• The request:
Set the data down again, exactly as it reads, but without the pictures.
[BEGIN Task input]
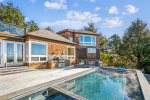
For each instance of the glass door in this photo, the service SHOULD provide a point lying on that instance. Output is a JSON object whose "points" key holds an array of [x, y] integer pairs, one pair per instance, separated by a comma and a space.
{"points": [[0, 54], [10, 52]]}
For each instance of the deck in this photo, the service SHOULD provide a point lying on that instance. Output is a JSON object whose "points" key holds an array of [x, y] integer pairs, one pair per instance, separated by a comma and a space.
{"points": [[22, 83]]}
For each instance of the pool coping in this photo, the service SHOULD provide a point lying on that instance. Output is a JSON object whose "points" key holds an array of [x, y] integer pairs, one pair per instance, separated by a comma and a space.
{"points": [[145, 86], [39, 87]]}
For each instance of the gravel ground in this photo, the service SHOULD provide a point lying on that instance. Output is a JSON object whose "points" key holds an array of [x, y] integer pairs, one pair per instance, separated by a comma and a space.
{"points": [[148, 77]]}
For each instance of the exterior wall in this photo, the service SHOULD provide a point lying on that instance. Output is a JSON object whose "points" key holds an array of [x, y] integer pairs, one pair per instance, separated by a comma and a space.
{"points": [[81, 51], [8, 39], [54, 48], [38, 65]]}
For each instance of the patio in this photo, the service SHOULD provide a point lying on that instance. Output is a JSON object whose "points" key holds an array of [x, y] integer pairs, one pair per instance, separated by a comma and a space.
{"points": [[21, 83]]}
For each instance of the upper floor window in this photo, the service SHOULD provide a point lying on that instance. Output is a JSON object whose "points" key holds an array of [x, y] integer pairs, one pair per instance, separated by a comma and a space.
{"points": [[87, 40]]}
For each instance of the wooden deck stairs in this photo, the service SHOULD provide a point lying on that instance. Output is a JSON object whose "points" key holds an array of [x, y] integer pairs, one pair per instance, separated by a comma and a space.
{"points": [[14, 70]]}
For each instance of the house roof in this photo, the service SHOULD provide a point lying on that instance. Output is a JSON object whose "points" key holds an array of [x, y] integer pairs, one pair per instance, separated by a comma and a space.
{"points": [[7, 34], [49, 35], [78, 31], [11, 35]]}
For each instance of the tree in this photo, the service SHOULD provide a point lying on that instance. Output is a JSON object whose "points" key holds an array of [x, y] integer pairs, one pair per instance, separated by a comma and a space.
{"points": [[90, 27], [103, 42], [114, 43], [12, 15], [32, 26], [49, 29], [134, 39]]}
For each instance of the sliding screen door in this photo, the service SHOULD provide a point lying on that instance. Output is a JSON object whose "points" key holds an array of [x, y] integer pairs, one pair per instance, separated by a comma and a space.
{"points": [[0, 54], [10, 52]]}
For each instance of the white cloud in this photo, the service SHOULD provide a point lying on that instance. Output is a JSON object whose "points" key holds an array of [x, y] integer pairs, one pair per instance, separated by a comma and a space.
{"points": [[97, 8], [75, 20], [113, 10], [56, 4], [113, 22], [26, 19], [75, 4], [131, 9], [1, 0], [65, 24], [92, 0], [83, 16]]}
[END Task input]
• Response:
For each instance of the glass door in this photo, the service SHOULD provide a point lying on that instance. Output is a JSON object whose "points" key holds an array of [x, y] integer pairs, one pair per instance, separated by a comma and a space.
{"points": [[0, 54], [10, 52]]}
For each instance of the deck in this photo, the service SHOULD provide a point lying on that instance. Output is a JSON object whose "points" key holds an array of [x, y] integer pairs, one pair per instance, separated by a comma and a space.
{"points": [[22, 83]]}
For each instance of the pool coping in this photo, the service SHOULD provide a point lying on that instance. Output is a JSON object whose "points" key holds an array of [x, y] integer pairs, one pair per instance, separated by a comma and a space.
{"points": [[145, 86], [39, 87]]}
For each instance of the gravel ground in this photo, the service SHOULD provide a point lying on that instance. Output is a JSON object whose "points" key holds an array of [x, y] integer pairs, one pair per instance, separated by a comma and a space.
{"points": [[148, 77]]}
For each instance of the exterior wall in this photo, the service SHOULD provide a point lying on that instance. Output is a JSON object whose "points" key holds an array of [x, y] integer pairs, one pair per instance, separated by a comma and a space.
{"points": [[81, 51], [8, 39], [54, 48], [38, 65]]}
For each instance of the patio in this photo, the service SHOULD provide a point lying on that instance. Output is a JSON object whose "points" key holds an array of [x, y] integer pairs, one pair per instance, separated by a comma and a space.
{"points": [[21, 83]]}
For each instance of the upper floor window in this photo, the service SHOULD provide a point lying on that instance. Output is a JSON object whose "points" key holds an array of [x, y] integer pairs, one pair per instance, separated by a comma and a space.
{"points": [[87, 40]]}
For each instance of the wooden deck stairs in this photo, the service SHOULD provide a point lying on that instance. Output is a JSON object whose "points" key holds an array of [x, y] integer pairs, one pair per instance, separated by a comma and a space.
{"points": [[14, 70]]}
For each instance of the house roof in this photo, the service SHOULD provide a point lying on that instance. Output is a JSON object whose "points" key holds an array of [x, y] integer pairs, one pair per instance, separated by a comma and a space.
{"points": [[7, 34], [49, 35], [78, 31], [11, 35]]}
For each instance of the tree in this photo, the service SHOULD provide a point lying on that instance. Output is a JSON object whose "points" key holds an array of [x, y] integer pairs, one pair per instance, separated by a comma and a space.
{"points": [[90, 27], [103, 42], [114, 43], [12, 15], [32, 26], [49, 29], [134, 39]]}
For each instance of the sliding screen door in this photo, the service SHOULD provide a point lying on that instance. Output is a JSON object whose "points" key holds an array of [x, y] integer pairs, one pair per instance, separated by a comma and a space.
{"points": [[0, 54], [10, 52]]}
For each instance of the white cloud in this photo, the service SHOULD provide a point lying on that instance. Output is a JSON object whose "points" key holds an array of [x, y] integer pairs, one pair per instance, separated by a comma and a space.
{"points": [[97, 8], [75, 20], [113, 10], [56, 4], [113, 22], [26, 19], [75, 4], [131, 9], [1, 0], [65, 24], [92, 0], [83, 16]]}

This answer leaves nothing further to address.